##### Verilen Alıntı #####

İmam-Hatip lisesinden ilk göz ağrısı öğrencilerimden olan Eğitimci-Araştırmacı yazar Rıza Bozdağ, 03.08.2018 tarihli yazısının bir yerinde şunları gündeme taşımış: “Hanefî mezhebi, İslâm mezhepleri arasında Ehl-i re'y olarak bilinen âlimlerin önderlik ettiği bir mezheptir.
Fakat ben bugün, Hanefî mezhebinin bilerek veya bilmeyerek, kasıtlı veya kasıtsız olarak unutturulmaya, hatta yok edilmeye çalışıldığını seziyorum. Belki bu benim kuruntum ya da yanlış bir zannım olabilir ama böyle bir tehlike görüyorum... Kendisini bizzat Hanefî mezhebinden, yani re'y ekolünden gören birçok fıkıh, hadîs ve tefsîr âlimi bile re'y ekolünü terkedip hadîs ekolüne geçiş yapmakta fakat bunun farkına varamamaktadır. Bu geçişteki en büyük pay, Ehl-i hadîsin, Ehl-i re'y üzerindeki ceberrut baskısına aittir. Hadis ehli, re'y ehlinin üzerinde öyle bir baskı kurmaya başladı ki herhangi bir hadîsin geçmişte sahîh kabul edilse bile bugünkü araştırmalar nedeniyle uydurma ya da en azından zayıf olduğunu söylemek, anında tekfîr edilmeyi ve hakarete uğramayı beraberinde getirir oldu…
Geçmişte yaşayıp unutulduğunu zannettiğimiz Selefîlik ekolü, "Selefî" olduğunu söylemesine rağmen ne hikmetse "Ehl-i sünnet" olduğunu da söyleyerek yeniden sahne alınca, hadîs ekolü çok büyük bir güç kazandı. Katı hadîs ekolüne bağlı Hanbelî mezhebine göre de amel eden Selefîlik, bu noktada Şâfiîleri ve hatta işin ilginç yanı, birçok Hanefî'yi de yanına alarak re'y ekolünün üzerine çullandı… Hanefîlik mezhebinin çok katı bir şekilde uygulandığı Hindistan, Afganistan veya Pakistan gibi ülkeleri bilmiyorum ama benim ülkemdeki Hanefî mezhebinin durumu yok edilmeye doğru sürüklenen bir hal arzediyor.”

##### Verilen Bilgiler #####

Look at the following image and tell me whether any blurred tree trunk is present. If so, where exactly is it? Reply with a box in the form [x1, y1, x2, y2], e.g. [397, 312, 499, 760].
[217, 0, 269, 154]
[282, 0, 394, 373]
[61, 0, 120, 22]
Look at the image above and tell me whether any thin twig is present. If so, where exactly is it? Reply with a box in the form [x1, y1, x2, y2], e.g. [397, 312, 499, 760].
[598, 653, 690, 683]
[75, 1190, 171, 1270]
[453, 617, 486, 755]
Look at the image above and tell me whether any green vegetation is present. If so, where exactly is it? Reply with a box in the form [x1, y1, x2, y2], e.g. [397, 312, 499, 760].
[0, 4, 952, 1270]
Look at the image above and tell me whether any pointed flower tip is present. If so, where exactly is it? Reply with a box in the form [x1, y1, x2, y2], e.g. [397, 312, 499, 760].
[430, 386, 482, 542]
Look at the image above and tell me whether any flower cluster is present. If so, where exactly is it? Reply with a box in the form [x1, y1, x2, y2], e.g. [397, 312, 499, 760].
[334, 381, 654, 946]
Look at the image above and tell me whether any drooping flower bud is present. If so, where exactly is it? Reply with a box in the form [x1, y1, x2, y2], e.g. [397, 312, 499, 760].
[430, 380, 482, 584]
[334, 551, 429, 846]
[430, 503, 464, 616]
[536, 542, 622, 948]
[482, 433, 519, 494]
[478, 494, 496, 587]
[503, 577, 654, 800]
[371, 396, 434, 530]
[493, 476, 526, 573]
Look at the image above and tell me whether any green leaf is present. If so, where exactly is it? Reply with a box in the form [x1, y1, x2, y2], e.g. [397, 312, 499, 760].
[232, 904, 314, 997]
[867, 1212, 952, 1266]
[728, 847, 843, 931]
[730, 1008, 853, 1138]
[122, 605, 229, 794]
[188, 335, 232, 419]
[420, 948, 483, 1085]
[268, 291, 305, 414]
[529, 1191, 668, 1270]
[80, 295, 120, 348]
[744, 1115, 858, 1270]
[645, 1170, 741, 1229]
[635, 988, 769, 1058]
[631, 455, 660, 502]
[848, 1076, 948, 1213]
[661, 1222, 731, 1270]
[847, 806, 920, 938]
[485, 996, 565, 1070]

#####

■ Çözülecek Problemler:
a: Yukarıdaki alıntıda "Geçmişte yaşayıp unutulduğunu zannettiğimiz" sözleriyle başlayan paragrafı ana bilgilerini koruyarak kısa bir madde listesi hâline getir.
b: Alıntıdaki bilgilere dayanarak aşağıdaki soruları kısaca yanıtla:
(i) Rıza Bozdağ'ın alıntılanan yazısı hangi tarihlidir?
(ii) Hanefî mezhebi hangi âlimlerin önderlik ettiği bir mezhep olarak tanımlanıyor?
(iii) Re'y ekolünden hadîs ekolüne geçişteki en büyük pay neye aittir?

■ Görev Yanıtları:
a:
- Unutulduğu sanılan Selefîlik, kendini hem "Selefî" hem de "Ehl-i sünnet" olarak tanıtarak yeniden sahneye çıktı. Bu durum hadîs ekolüne çok büyük güç kazandırdı.
- Hanbelî mezhebine göre amel eden Selefîlik, Şâfiîleri ve birçok Hanefî'yi de yanına alarak re'y ekolüne yüklendi.
- Rıza Bozdağ, Hindistan, Afganistan ve Pakistan gibi ülkelerdeki durumu bilmediğini söylüyor. Ona göre kendi ülkesinde Hanefî mezhebi yok olmaya doğru sürükleniyor.

b:
(i) 03.08.2018
(ii) Ehl-i re'y olarak bilinen âlimlerin
(iii) Ehl-i hadîsin, Ehl-i re'y üzerindeki ceberrut baskısına